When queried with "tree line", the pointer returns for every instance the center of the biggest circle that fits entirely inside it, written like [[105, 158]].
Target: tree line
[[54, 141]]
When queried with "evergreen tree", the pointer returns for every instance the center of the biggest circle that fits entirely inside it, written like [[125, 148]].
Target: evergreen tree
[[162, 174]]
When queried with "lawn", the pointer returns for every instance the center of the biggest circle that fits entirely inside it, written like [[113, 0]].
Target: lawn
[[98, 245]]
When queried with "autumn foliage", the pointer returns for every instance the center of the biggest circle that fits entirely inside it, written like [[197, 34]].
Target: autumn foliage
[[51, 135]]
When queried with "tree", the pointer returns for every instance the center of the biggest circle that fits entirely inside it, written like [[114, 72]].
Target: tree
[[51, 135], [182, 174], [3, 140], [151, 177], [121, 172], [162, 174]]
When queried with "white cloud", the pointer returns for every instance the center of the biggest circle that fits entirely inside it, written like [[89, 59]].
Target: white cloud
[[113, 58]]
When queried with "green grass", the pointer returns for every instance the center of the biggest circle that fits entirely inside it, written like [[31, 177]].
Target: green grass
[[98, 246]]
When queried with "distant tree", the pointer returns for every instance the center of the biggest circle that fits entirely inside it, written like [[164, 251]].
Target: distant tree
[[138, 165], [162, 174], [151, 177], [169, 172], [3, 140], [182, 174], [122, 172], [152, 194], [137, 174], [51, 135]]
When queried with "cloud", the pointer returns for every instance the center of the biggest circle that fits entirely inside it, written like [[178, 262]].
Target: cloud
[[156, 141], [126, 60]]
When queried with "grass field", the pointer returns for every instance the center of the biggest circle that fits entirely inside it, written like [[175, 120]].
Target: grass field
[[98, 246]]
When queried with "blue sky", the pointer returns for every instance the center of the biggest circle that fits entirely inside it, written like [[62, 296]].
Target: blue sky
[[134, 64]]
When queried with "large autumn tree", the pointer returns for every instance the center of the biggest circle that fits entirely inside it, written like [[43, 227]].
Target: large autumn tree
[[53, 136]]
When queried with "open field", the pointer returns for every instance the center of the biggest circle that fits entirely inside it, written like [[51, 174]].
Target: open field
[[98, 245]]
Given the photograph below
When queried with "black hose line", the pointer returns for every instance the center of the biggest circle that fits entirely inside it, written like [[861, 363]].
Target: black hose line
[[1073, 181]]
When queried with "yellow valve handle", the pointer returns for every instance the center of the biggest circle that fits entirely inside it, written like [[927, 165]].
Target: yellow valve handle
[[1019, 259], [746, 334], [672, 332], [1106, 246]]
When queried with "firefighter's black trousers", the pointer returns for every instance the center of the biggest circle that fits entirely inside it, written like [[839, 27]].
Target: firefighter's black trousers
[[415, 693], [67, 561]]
◆ ◆ ◆ ◆
To do:
Arrange all of the material above as a Markdown table with two columns, Row and Line. Number each line and leave out any blank lines.

Written response:
| Row | Line |
|---|---|
| 1 | When queried with "tree line", the pointer returns for every instance the center of the biggest circle that fits entirely inside it, written like [[105, 158]]. |
| 2 | Target: tree line |
| 3 | [[54, 141]] |
| 4 | When queried with "evergreen tree", the pointer returns for every instance the center of the biggest circle that fits entirely inside it, written like [[125, 148]]. |
| 5 | Target: evergreen tree |
| 6 | [[162, 174]] |
| 7 | When queried with "lawn", the pointer returns for every instance the center of the biggest circle that fits entirely inside it, written like [[113, 0]]. |
| 8 | Target: lawn |
| 9 | [[98, 245]] |
| 10 | When queried with "autumn foliage", the pointer returns for every instance the center of the biggest circle that fits entirely inside it, written like [[197, 34]]. |
| 11 | Target: autumn foliage |
| 12 | [[51, 135]] |
| 13 | When queried with "tree", the pointer returns for every instance the center of the biggest circle that fits entirely inside it, written like [[114, 72]]. |
| 14 | Target: tree |
| 15 | [[51, 135], [182, 174], [3, 140], [151, 177], [121, 172], [162, 174]] |
| 16 | When queried with "white cloud", the pointer returns for every instance the center of the biggest circle that fits entirely inside it, written like [[89, 59]]. |
| 17 | Target: white cloud |
| 18 | [[113, 58]] |
| 19 | When queried with "green grass", the pointer returns for every instance the center of the biggest circle that fits entirely inside it, written like [[31, 177]]. |
| 20 | Target: green grass |
| 21 | [[98, 246]] |
| 22 | When queried with "distant tree", the pointer returns for every instance the center of the biggest circle that fits entirely inside it, written like [[164, 251]]. |
| 23 | Target: distant tree |
| 24 | [[138, 165], [162, 174], [151, 177], [169, 172], [3, 140], [182, 174], [122, 172], [152, 194], [137, 174], [51, 135]] |
| 25 | When queried with "cloud", the pointer returns for every instance the center of the biggest circle that fits entirely inside it, written like [[178, 262]]. |
| 26 | Target: cloud |
| 27 | [[156, 141], [126, 60]] |
| 28 | When queried with "grass field", the pointer returns for every instance the center of the biggest circle that fits entirely inside it, written like [[175, 120]]. |
| 29 | Target: grass field |
| 30 | [[98, 246]] |
| 31 | When queried with "blue sky", the pointer returns for every instance the center of the biggest circle that fits entirely inside it, written like [[62, 296]]. |
| 32 | Target: blue sky |
| 33 | [[134, 64]] |
| 34 | When queried with "large autumn tree", the pointer returns for every instance the center of the biggest circle that fits entirely inside it, written like [[43, 227]]. |
| 35 | Target: large autumn tree |
| 36 | [[53, 136]] |
| 37 | When queried with "open field", the pointer returns for every instance the center of the biggest circle that fits entirely inside it, written like [[51, 174]]. |
| 38 | Target: open field |
| 39 | [[98, 245]] |
| 40 | Given the photograph below |
| 41 | When queried with "black hose line", the pointer returns for every instance the center of the biggest circle that fits entirely inside it, written like [[861, 363]]. |
| 42 | Target: black hose line |
| 43 | [[1073, 181]] |
| 44 | When queried with "yellow valve handle", the pointer returns for every instance the center of the biggest circle that fits entirely inside it, written like [[927, 165]]. |
| 45 | Target: yellow valve handle |
| 46 | [[1019, 259], [746, 334], [672, 332], [1106, 246]] |
| 47 | When queried with "firefighter's black trousers", the pointer returns for every instance the center of the biggest circle that fits entirely inside it, written like [[839, 27]]. |
| 48 | Target: firefighter's black trousers |
| 49 | [[415, 693], [67, 561]] |